*** Provided data Section Begins ***
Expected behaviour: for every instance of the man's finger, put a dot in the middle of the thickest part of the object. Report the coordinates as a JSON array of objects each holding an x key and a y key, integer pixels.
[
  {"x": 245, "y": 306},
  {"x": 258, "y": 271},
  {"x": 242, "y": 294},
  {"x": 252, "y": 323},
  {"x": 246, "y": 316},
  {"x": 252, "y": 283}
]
*** Provided data Section Ends ***
→ **Instructions to follow**:
What's needed is an exact copy of every entry.

→ **Answer space**:
Expected behaviour: for every instance of the man's finger, put a dot in the middle of the thickest part of the object. Report the coordinates as a JSON array of objects each holding an x key and a y key, integer pixels.
[
  {"x": 245, "y": 306},
  {"x": 258, "y": 271},
  {"x": 242, "y": 294},
  {"x": 252, "y": 323},
  {"x": 246, "y": 316},
  {"x": 252, "y": 283}
]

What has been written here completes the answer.